What you should do> Search the entries for the word "plate". Copy every line where it turns up.

Exercise material>
<<<<
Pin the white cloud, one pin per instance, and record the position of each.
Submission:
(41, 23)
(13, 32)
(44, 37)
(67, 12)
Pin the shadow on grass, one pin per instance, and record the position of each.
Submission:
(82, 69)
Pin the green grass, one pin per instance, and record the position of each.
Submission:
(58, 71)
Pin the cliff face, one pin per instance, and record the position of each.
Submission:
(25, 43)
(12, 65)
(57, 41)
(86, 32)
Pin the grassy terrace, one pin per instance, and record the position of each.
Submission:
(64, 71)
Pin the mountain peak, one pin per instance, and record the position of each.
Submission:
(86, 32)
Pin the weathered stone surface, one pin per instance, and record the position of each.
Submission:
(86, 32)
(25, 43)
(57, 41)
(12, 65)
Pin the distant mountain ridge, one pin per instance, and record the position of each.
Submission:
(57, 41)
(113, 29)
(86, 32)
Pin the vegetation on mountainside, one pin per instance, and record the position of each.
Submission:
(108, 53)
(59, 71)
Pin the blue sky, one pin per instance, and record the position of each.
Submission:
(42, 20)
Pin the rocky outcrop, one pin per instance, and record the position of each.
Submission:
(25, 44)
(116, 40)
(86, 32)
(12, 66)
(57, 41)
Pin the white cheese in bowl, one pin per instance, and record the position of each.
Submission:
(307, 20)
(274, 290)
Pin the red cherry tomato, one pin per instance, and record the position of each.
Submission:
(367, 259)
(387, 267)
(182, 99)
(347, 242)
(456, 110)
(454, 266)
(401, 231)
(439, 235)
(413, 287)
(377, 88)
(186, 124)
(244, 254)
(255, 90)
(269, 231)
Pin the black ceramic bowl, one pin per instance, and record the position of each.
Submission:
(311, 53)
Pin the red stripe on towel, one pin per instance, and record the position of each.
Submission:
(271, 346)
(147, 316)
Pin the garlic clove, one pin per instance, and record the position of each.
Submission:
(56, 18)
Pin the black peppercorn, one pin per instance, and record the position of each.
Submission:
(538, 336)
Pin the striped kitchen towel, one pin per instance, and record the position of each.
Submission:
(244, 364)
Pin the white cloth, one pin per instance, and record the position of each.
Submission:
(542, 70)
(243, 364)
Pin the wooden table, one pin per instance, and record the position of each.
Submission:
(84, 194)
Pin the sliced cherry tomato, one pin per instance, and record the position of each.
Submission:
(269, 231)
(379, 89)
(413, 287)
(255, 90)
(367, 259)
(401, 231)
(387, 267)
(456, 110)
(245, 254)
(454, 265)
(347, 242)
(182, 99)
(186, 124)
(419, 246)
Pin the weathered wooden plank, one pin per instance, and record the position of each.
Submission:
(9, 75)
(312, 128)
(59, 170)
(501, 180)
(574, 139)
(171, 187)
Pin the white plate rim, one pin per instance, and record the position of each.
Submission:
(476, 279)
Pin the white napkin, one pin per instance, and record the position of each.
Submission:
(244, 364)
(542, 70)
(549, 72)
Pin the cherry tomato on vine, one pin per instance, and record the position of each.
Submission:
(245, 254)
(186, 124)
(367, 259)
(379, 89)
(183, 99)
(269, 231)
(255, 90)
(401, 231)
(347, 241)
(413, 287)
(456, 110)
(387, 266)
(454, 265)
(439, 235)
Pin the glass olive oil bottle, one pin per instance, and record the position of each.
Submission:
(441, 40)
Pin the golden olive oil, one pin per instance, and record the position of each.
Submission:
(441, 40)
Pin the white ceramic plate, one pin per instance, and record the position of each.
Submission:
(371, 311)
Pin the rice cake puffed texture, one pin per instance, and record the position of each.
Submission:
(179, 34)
>>>>
Solution>
Pin the white plate rim, one pin per instance, and record the position of each.
Pin the white ceramic plate, one pin per instance, and record the position of each.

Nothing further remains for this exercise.